= Beginning of Section =
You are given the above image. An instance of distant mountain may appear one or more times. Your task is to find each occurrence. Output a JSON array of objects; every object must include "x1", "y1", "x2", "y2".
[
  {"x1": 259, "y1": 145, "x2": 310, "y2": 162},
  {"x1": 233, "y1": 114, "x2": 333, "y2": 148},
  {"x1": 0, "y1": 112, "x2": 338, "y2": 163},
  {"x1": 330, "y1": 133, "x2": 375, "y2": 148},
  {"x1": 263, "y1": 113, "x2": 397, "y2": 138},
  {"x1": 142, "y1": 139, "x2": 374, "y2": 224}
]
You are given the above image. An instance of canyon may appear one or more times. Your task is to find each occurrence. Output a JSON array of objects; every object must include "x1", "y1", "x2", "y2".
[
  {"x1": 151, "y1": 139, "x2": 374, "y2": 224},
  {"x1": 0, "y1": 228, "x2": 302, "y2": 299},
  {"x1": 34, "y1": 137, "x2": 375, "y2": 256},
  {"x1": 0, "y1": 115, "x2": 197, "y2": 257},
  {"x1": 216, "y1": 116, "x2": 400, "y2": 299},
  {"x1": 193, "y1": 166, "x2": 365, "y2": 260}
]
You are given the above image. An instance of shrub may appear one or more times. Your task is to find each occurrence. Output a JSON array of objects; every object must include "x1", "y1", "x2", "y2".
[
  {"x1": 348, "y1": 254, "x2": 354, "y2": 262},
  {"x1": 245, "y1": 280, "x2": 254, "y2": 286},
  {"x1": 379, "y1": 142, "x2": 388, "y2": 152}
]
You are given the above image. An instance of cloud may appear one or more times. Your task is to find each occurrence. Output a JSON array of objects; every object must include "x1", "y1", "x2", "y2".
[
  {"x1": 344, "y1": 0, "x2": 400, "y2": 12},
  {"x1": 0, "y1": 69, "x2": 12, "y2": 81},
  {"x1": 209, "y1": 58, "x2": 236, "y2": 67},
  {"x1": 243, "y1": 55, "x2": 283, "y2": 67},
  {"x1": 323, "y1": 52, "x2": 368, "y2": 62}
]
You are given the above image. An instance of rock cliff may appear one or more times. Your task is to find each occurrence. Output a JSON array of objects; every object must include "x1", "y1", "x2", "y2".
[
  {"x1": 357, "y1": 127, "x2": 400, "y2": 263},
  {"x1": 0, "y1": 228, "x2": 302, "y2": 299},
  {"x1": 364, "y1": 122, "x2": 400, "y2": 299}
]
= End of Section =
WORK REQUIRED.
All the data above is to be given again, exactly.

WRITTEN SOLUTION.
You are given the above image. An instance of distant mountain may appear one or more times. Your task is to find each occurrence. Output a JSON array of objects; every object must include "x1", "y1", "x2", "y2".
[
  {"x1": 259, "y1": 145, "x2": 310, "y2": 162},
  {"x1": 233, "y1": 114, "x2": 333, "y2": 148},
  {"x1": 0, "y1": 112, "x2": 338, "y2": 163},
  {"x1": 330, "y1": 133, "x2": 375, "y2": 148},
  {"x1": 263, "y1": 113, "x2": 397, "y2": 138},
  {"x1": 142, "y1": 139, "x2": 374, "y2": 224}
]
You are given the above image. An instance of canyon may appear one or more times. Your task is to find each occurrence. Output a JSON array of objects; every object must include "x1", "y1", "x2", "y2".
[
  {"x1": 151, "y1": 139, "x2": 374, "y2": 224},
  {"x1": 0, "y1": 228, "x2": 302, "y2": 299},
  {"x1": 34, "y1": 137, "x2": 375, "y2": 256},
  {"x1": 0, "y1": 115, "x2": 197, "y2": 257},
  {"x1": 216, "y1": 116, "x2": 400, "y2": 299},
  {"x1": 193, "y1": 166, "x2": 365, "y2": 260}
]
You are given the above image. An instance of shrub may appear one or more times. Your task is to find each occurrence. Output a JSON array of objects; every object must include "x1", "y1", "x2", "y2".
[
  {"x1": 348, "y1": 254, "x2": 354, "y2": 262},
  {"x1": 245, "y1": 280, "x2": 254, "y2": 286},
  {"x1": 379, "y1": 142, "x2": 388, "y2": 152}
]
You are given the above image. An instance of cloud may appear one or more times. Your task is to find each occurrence. Output a JSON array of objects; every object must include "x1", "y1", "x2", "y2".
[
  {"x1": 344, "y1": 0, "x2": 400, "y2": 12},
  {"x1": 0, "y1": 69, "x2": 12, "y2": 81},
  {"x1": 209, "y1": 58, "x2": 236, "y2": 67},
  {"x1": 243, "y1": 55, "x2": 283, "y2": 67},
  {"x1": 323, "y1": 52, "x2": 368, "y2": 62}
]
You are given the above image. An instance of rock cliff may appear one or more times. Your task is to find each occurrence. Output a JSON array of objects; every object must include "x1", "y1", "x2", "y2".
[
  {"x1": 357, "y1": 127, "x2": 400, "y2": 263},
  {"x1": 0, "y1": 228, "x2": 302, "y2": 299},
  {"x1": 364, "y1": 122, "x2": 400, "y2": 299}
]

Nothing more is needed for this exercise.